§ GIVEN REQUEST
Copy the listing below word for word, keeping every line from start to finish.

───

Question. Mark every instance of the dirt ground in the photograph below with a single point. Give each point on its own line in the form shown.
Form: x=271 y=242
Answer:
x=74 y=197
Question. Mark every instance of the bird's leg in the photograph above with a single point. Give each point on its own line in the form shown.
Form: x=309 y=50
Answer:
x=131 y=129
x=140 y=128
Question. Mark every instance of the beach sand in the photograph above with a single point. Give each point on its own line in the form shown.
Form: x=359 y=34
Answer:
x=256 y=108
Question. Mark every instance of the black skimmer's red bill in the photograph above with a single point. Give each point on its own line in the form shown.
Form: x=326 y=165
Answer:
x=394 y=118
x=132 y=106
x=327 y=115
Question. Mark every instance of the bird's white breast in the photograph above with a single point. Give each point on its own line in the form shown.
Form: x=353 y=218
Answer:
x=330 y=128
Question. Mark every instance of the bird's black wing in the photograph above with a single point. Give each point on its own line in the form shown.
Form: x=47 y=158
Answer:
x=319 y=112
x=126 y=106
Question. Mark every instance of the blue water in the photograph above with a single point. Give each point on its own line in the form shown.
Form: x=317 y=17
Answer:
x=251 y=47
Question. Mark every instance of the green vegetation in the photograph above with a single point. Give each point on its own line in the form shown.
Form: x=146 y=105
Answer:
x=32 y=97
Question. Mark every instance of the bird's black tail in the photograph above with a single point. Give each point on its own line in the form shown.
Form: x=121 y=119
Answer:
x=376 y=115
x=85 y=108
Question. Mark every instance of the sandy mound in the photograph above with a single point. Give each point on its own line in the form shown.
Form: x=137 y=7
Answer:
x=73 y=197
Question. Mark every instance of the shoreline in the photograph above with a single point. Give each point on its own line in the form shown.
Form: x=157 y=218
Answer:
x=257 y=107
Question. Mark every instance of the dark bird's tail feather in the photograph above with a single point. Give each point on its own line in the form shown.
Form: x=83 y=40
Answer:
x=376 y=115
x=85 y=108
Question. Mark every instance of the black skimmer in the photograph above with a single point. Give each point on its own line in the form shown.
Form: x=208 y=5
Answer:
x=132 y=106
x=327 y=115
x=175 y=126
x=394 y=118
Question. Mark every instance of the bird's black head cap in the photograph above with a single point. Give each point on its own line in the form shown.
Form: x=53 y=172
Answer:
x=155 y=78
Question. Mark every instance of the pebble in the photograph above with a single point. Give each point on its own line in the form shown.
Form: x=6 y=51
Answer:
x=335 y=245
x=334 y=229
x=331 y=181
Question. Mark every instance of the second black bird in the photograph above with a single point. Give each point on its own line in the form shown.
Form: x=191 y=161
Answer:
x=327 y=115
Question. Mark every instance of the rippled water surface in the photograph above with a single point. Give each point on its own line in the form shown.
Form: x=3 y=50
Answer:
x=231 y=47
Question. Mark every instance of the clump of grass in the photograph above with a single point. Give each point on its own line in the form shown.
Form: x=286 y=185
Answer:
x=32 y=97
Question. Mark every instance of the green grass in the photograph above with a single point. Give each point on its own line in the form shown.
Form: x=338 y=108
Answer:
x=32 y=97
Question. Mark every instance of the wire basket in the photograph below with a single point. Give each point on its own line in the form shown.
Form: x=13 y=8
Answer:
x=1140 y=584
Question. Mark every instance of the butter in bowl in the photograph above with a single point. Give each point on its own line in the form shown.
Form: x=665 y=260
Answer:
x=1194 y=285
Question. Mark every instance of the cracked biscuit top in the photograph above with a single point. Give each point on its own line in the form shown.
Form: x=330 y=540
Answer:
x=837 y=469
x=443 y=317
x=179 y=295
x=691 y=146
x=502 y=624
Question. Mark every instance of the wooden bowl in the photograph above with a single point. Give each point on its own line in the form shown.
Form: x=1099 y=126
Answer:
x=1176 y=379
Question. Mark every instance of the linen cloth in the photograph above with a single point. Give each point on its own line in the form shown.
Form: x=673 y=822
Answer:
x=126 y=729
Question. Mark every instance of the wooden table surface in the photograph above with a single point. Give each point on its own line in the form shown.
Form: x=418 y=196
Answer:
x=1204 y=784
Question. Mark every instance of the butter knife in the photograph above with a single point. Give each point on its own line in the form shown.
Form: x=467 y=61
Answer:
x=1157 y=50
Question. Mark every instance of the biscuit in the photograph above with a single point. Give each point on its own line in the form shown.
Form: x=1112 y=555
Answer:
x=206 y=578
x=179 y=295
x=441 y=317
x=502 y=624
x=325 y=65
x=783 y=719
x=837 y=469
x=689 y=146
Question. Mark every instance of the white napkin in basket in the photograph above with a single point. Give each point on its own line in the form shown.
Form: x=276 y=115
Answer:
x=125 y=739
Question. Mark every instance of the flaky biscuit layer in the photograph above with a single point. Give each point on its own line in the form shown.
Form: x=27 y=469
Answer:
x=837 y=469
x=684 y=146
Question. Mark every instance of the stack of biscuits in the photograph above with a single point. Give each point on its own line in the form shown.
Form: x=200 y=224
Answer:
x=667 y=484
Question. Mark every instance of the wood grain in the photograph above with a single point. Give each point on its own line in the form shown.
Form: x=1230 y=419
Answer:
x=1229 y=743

───

§ FINAL RESULT
Question. Mark every instance of the dirt ground in the photograph below with a single point. Give each point on its own line in the form shown.
Form: x=271 y=242
Answer:
x=74 y=197
Question. Mark every instance of the bird's leg in the photograph above with a single point. Give each point on its own line in the form shown.
Form: x=309 y=50
Answer:
x=131 y=129
x=140 y=128
Question. Mark every instance of the beach sand in the photograph above with a single point. Give each point on its own line in the form shown.
Form: x=359 y=34
Answer:
x=256 y=108
Question. Mark every instance of the black skimmer's red bill in the photograph above with a single point. Give each point on its own line in the form shown.
Form: x=326 y=165
Answer:
x=394 y=118
x=132 y=106
x=327 y=115
Question. Mark every instance of the bird's white breast in the photograph above with a single point. Give each point on its own line in the form shown.
Form: x=353 y=218
Answer:
x=330 y=128
Question. Mark every instance of the bird's black wing in the photograph above with a single point. Give each point on its own line in the form shown.
Form: x=47 y=158
Answer:
x=319 y=112
x=126 y=106
Question. Mark every instance of the blue water in the photograph above with a single point. Give each point on its own line in the form shown.
Form: x=317 y=17
Answer:
x=251 y=47
Question. Mark every instance of the green vegetation in the photograph above with a single point. Give each point on its own line in the form shown.
Form: x=146 y=105
Answer:
x=32 y=97
Question. Mark every instance of the bird's black tail in the photograph above with a single point. Give each point on its own line in the form shown.
Form: x=121 y=119
Answer:
x=376 y=115
x=85 y=108
Question. Mark every instance of the sandy mound in the photograph above with a single point. Give each point on its own line in the form shown.
Form: x=137 y=7
Answer:
x=73 y=197
Question. Mark every instance of the shoreline in the photograph above with a single point. Give each point on its own line in the form shown.
Form: x=157 y=218
Answer:
x=257 y=107
Question. Mark every instance of the dark bird's tail feather in the photograph above with a single point. Give each point on its own line in the form shown.
Form: x=83 y=40
Answer:
x=376 y=115
x=85 y=108
Question. Mark every instance of the black skimmer in the photograph above with a single point. Give each point on its own line in the form shown.
Form: x=208 y=5
Answer:
x=132 y=106
x=327 y=115
x=175 y=126
x=394 y=118
Question. Mark every instance of the bird's black head cap in the photograph above with a single point. Give each point on its own line in the form shown.
Form: x=53 y=172
Answer:
x=155 y=78
Question. Mark every instance of the pebble in the photograph above with a single point. Give each point on its own line in the form shown.
Form: x=6 y=51
Answer:
x=335 y=245
x=334 y=229
x=331 y=181
Question. Mark every instance of the second black bird in the photograph above with a single point. Give each point on its own line in the form shown.
Form: x=191 y=161
Answer:
x=327 y=115
Question. Mark every instance of the rippled water surface in the photograph above with a single point. Give each point on its own line in the form shown.
Form: x=3 y=50
Answer:
x=231 y=47
Question. Mark every instance of the clump of grass in the photograph above with a single point. Give each point on its own line in the form shown.
Form: x=286 y=185
Answer:
x=32 y=97
Question. Mark every instance of the green grass in the photograph above with a single point. Give each point on its own line in the form shown.
Form: x=338 y=108
Answer:
x=32 y=97
Question. Mark every instance of the wire basket in the photograph below with a single point. Give each point on its own line in the form shown.
Form: x=13 y=8
Answer:
x=1140 y=584
Question. Mark every instance of the butter in bowl in the photograph above with a single point. Give each point on its own line in the form shown.
Form: x=665 y=260
Answer:
x=1194 y=285
Question. Mark every instance of the cracked biscuit top in the photograph above with a single point. Give each point on its own line in the form shown.
Form: x=330 y=540
Answer:
x=837 y=469
x=443 y=317
x=179 y=295
x=691 y=146
x=502 y=624
Question. Mark every instance of the wooden bowl in the photograph above with a single point. Give each point on its own line in the form shown.
Form: x=1099 y=126
Answer:
x=1176 y=379
Question. Mark every instance of the linen cloth in the photograph above with a single point. Give each point on its own line in the form shown.
Form: x=673 y=822
Answer:
x=126 y=729
Question. Mark every instance of the wooden table surface in the photograph above with a single point. Give each point on its own line in the form shown.
Form: x=418 y=196
Answer:
x=1204 y=784
Question. Mark every instance of the butter knife in the photograph above with a single point. Give each point on its own line in the form shown.
Form: x=467 y=61
Answer:
x=1157 y=50
Question. Mark every instance of the biscuit in the photograph above with a single point. Give each point on its own line in the form shown.
Form: x=1112 y=555
Answer:
x=206 y=578
x=179 y=295
x=441 y=317
x=502 y=624
x=325 y=65
x=783 y=719
x=837 y=469
x=689 y=146
Question. Mark every instance of the white napkin in basket in the photograph above with a single point. Give each point on its own line in the form shown.
Form: x=276 y=115
Answer:
x=125 y=739
Question. Mark every instance of the flaky biscuit layer in the photograph above with a single point. Give each point on its own line in the form shown.
Form: x=27 y=469
Answer:
x=837 y=469
x=684 y=146
Question. Mark every instance of the stack of biscuits in the photograph above with a single point. Give each point on its own line in the form shown.
Form: x=200 y=224
Answer:
x=667 y=484
Question. Mark every instance of the wood grain in the photograph above with a single point. Give each point on its own line in the form shown.
Form: x=1230 y=419
Answer:
x=1229 y=743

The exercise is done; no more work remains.